Judge of the United States District Court for the Northern District of West Virginia
- Incumbent
- Assumed office November 5, 2018
- Appointed by: Donald Trump
- Preceded by: Irene Patricia Murphy Keeley

Personal details
- Born: September 14, 1974 (age 51) Wheeling, West Virginia, U.S.
- Education: West Virginia University (BBA, JD)

= Tom Kleeh =

American judge (born 1974)

Thomas Shawn Kleeh (born September 14, 1974) is the chief United States district judge of the United States District Court for the Northern District of West Virginia.

== Biography ==

Kleeh was born and raised in Wheeling, West Virginia and graduated from Wheeling Central High School. He earned his Bachelor of Business Administration from West Virginia University and his Juris Doctor from the West Virginia University College of Law, where he was inducted into the Order of the Coif.

→ ENTRIES PROVIDED
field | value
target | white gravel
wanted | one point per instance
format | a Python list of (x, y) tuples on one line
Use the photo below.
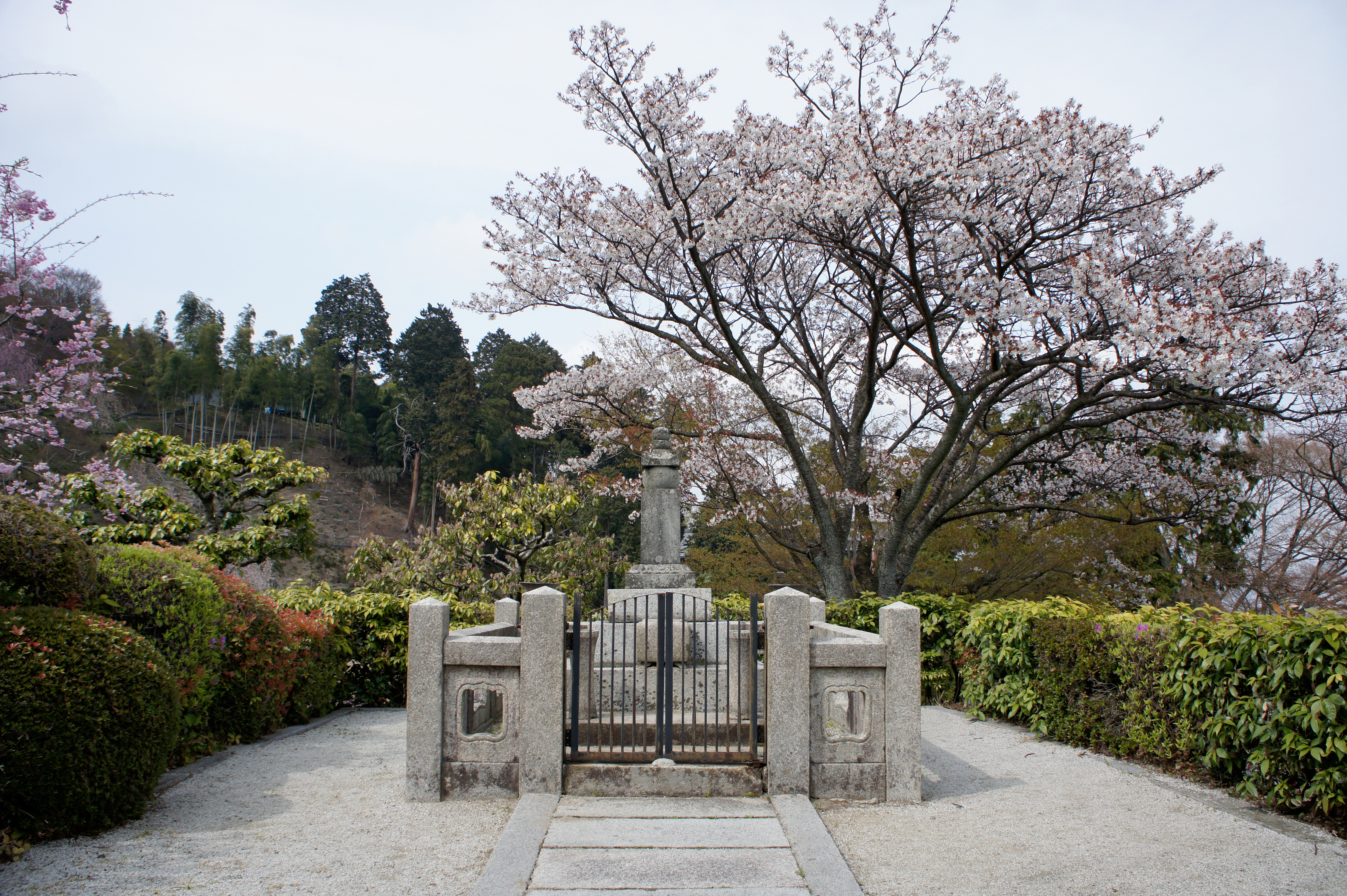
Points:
[(1005, 813), (1008, 813), (319, 813)]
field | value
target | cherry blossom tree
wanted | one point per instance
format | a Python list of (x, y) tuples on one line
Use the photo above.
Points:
[(941, 315), (35, 396)]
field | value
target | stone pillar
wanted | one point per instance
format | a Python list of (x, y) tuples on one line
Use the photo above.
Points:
[(585, 659), (507, 611), (662, 517), (427, 623), (542, 675), (900, 627), (787, 692)]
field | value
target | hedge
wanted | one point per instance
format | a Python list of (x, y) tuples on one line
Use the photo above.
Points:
[(371, 630), (176, 605), (1260, 701), (89, 722), (42, 560)]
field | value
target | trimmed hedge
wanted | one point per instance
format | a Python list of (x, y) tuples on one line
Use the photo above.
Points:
[(42, 560), (174, 603), (1261, 701), (89, 722)]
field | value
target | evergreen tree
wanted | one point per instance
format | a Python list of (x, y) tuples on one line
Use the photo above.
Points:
[(351, 314), (503, 365), (427, 353)]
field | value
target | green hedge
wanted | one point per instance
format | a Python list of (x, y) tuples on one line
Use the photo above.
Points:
[(176, 605), (42, 560), (371, 630), (1261, 701), (89, 722)]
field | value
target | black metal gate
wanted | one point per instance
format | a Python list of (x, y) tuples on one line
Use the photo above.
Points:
[(663, 676)]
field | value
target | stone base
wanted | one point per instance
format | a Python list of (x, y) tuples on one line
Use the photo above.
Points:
[(481, 781), (661, 578), (861, 782), (604, 780)]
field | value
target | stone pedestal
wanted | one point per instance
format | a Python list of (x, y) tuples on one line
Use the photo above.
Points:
[(662, 521)]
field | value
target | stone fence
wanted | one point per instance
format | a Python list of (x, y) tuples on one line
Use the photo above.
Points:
[(485, 705)]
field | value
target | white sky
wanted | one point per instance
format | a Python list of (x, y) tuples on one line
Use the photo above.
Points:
[(305, 139)]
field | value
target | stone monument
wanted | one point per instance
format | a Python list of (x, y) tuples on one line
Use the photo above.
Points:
[(662, 539)]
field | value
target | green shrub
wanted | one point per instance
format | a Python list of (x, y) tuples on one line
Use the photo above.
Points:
[(997, 654), (42, 560), (372, 636), (174, 603), (91, 718), (1272, 698), (1079, 693), (942, 620)]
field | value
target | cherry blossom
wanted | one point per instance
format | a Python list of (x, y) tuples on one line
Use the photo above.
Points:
[(962, 311)]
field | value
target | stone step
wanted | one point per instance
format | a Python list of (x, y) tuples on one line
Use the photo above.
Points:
[(666, 833), (665, 808), (572, 870), (708, 891)]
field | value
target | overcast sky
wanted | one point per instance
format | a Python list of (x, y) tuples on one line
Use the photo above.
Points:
[(305, 139)]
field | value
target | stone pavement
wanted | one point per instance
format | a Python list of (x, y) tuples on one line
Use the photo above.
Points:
[(666, 847)]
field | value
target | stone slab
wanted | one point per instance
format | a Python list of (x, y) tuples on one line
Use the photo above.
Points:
[(481, 652), (859, 782), (665, 808), (481, 781), (511, 864), (848, 652), (665, 868), (616, 780), (821, 860), (667, 833), (716, 891)]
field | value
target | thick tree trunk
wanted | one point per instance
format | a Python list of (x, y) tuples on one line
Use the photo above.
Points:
[(863, 567), (411, 505)]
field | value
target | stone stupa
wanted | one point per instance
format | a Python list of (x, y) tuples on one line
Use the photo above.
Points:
[(662, 539)]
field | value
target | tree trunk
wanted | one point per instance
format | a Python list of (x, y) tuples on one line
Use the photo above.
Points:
[(863, 567), (411, 505), (355, 374)]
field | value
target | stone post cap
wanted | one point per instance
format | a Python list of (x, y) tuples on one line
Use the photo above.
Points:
[(543, 593), (662, 451), (430, 602)]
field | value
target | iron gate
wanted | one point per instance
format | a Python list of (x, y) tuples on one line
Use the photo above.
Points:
[(663, 676)]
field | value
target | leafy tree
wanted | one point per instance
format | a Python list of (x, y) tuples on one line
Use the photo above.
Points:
[(503, 365), (497, 533), (351, 315), (937, 317), (242, 513)]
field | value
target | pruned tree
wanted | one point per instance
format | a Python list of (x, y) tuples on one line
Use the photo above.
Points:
[(946, 315), (246, 508)]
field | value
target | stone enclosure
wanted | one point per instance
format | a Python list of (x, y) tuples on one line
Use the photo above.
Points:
[(487, 710), (794, 704)]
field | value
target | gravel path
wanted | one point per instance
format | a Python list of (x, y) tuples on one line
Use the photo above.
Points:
[(319, 813), (1008, 813), (1005, 813)]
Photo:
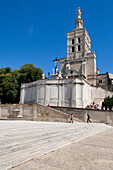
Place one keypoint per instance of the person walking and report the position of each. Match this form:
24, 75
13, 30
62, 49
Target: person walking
71, 118
88, 118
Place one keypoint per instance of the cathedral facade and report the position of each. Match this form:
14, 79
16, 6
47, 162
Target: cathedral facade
76, 83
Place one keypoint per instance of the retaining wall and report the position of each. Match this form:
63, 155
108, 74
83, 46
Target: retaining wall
97, 116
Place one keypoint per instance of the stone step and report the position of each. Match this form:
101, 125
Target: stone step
24, 145
34, 145
26, 157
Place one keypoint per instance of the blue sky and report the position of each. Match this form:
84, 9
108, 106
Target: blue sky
33, 31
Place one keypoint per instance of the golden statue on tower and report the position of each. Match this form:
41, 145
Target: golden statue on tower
79, 13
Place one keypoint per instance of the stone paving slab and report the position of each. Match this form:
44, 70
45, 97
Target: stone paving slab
93, 153
21, 141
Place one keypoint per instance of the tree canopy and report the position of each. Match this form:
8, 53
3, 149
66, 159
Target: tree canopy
10, 81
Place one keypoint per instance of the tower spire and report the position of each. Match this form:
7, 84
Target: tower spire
79, 13
79, 21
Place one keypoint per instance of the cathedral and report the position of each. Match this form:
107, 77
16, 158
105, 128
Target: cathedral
78, 83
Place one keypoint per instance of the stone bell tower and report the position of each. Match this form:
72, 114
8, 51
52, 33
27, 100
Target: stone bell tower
80, 60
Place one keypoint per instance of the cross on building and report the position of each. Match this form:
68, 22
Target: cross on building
56, 63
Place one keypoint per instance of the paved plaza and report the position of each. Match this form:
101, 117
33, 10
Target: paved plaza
49, 145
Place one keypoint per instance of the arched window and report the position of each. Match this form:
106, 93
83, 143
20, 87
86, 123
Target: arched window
79, 40
78, 47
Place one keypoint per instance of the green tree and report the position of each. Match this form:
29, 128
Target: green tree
10, 81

→ QUESTIONS TO ANSWER
a – In the Tom Kleeh biography, who held the Northern District of West Virginia judgeship before Kleeh?
b – Carry on the Tom Kleeh biography from its last sentence.

→ RESULTS OF THE EXERCISE
a – Irene Patricia Murphy Keeley

b –
From 1999 to 2018, he practiced with Steptoe & Johnson PLLC, and specialized in labor and employment issues covering both the public and private sectors. He rose to become a member of the firm before becoming a judge. He also served as counsel to the West Virginia Senate's Committee on the Judiciary.

== Federal judicial service ==

In the summer of 2017, Kleeh met with Senators Shelley Moore Capito and Joe Manchin and received their recommendation to the Trump administration for a federal judgeship. On February 12, 2018, President Donald Trump announced his intent to nominate Kleeh to an undetermined seat on the United States District Court for the Northern District of West Virginia. On February 15, 2018, his nomination was sent to the Senate. President Trump nominated Kleeh to the seat vacated by Judge Irene Patricia Murphy Keeley, who assumed senior status on August 12, 2017. On April 25, 2018, a hearing on his nomination was held before the Senate Judiciary Committee. On May 24, 2018, his nomination was reported out of committee by a 14–7 vote. On October 11, 2018, the United States Senate confirmed his nomination by a 65–30 vote. He received his judicial commission on November 5, 2018. He became Chief Judge on March 19, 2022.

=== Notable cases ===

In 2021, he sentenced serial killer Reta Mays to life in prison without parole plus 20 years for 7 murders and 1 attempted murder.

As of 2022, Kleeh is overseeing the trial for the murder of Whitey Bulger.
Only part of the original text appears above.